EXERCISE AIM:
Omit the images and reproduce the rest of the entries exactly.

[Stored items]
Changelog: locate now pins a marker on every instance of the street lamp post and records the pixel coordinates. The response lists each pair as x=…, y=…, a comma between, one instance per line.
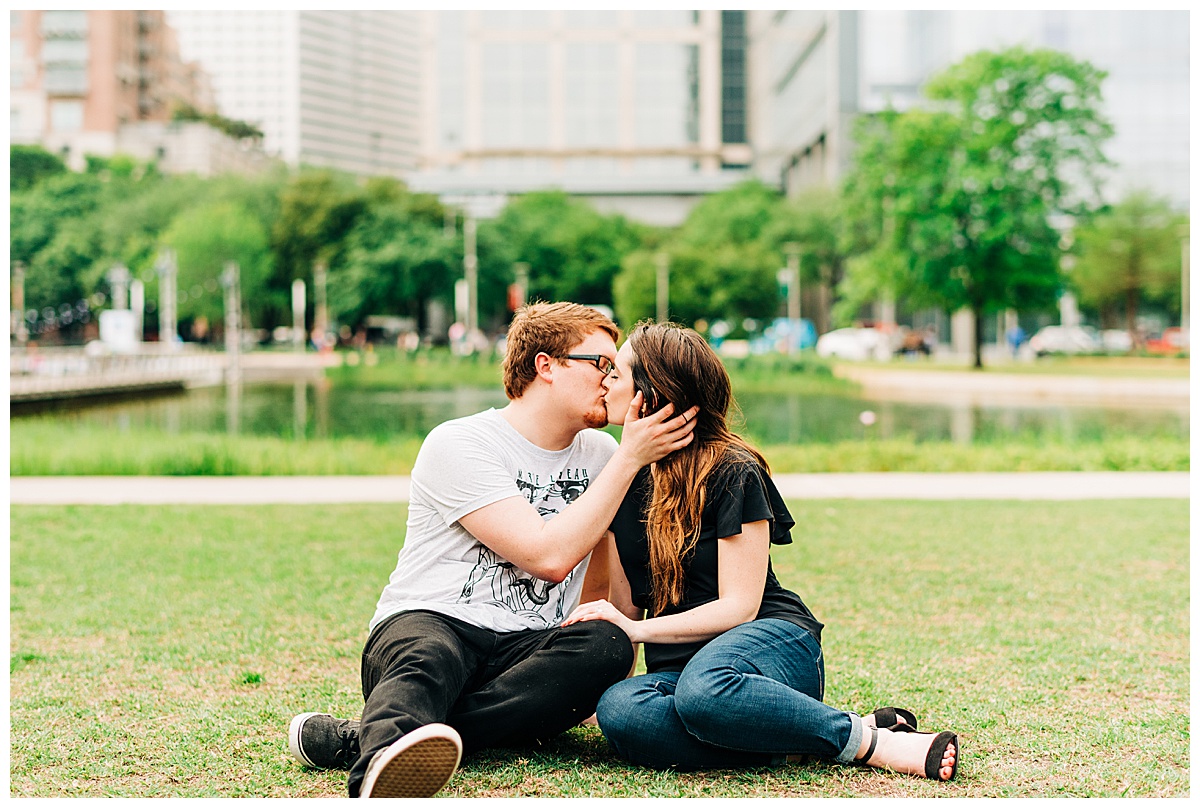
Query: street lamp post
x=471, y=273
x=321, y=316
x=167, y=300
x=793, y=293
x=229, y=280
x=299, y=303
x=1186, y=267
x=521, y=269
x=119, y=280
x=21, y=330
x=663, y=286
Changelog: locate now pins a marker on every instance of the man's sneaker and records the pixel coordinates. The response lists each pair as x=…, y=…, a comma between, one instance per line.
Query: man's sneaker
x=418, y=765
x=322, y=741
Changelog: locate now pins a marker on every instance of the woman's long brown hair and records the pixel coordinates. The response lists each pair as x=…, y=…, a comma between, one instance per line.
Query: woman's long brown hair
x=675, y=364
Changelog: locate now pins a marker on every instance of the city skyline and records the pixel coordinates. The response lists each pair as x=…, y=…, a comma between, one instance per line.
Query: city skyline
x=637, y=112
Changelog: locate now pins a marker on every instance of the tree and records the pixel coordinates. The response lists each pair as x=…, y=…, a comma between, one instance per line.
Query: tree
x=814, y=222
x=573, y=250
x=396, y=262
x=204, y=238
x=317, y=211
x=958, y=204
x=28, y=165
x=1129, y=253
x=49, y=232
x=721, y=262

TASK RESULT:
Changelog: locate now pins a marker on every instance of the street lamp post and records the pixel coordinates. The response lists each pair as x=…, y=…, a comma between, one instance per line.
Query: street lamp post
x=471, y=273
x=321, y=316
x=167, y=300
x=793, y=293
x=229, y=280
x=299, y=303
x=1186, y=267
x=521, y=269
x=119, y=280
x=21, y=330
x=663, y=286
Changelog: locate now pins a marker on every instance of the man's sneaker and records the pixel coordinates. The response lists each pair as x=…, y=…, a comma between, one instance per line.
Query: man's sneaker
x=418, y=765
x=322, y=741
Changelog: locate now pins a marker on every instance of the woman's long brown hair and records the pixel coordinates. The response lists each pair as x=…, y=…, a comma between, one instance per line.
Query: woman's long brown hair
x=675, y=364
Changelog: locate now pins a marker on every instance of the city skyline and records the pixel coordinates. The response lists each pair as x=…, y=…, a comma between, one instance per line.
Query: city skyline
x=637, y=112
Changelog: locate now pins a marker on every instance of the tree and records the pixel coordinates. The response lists each pair as x=…, y=…, a comma between, one instance per line.
Query: tree
x=814, y=222
x=573, y=250
x=396, y=262
x=204, y=238
x=317, y=211
x=958, y=204
x=28, y=165
x=1129, y=253
x=49, y=232
x=721, y=262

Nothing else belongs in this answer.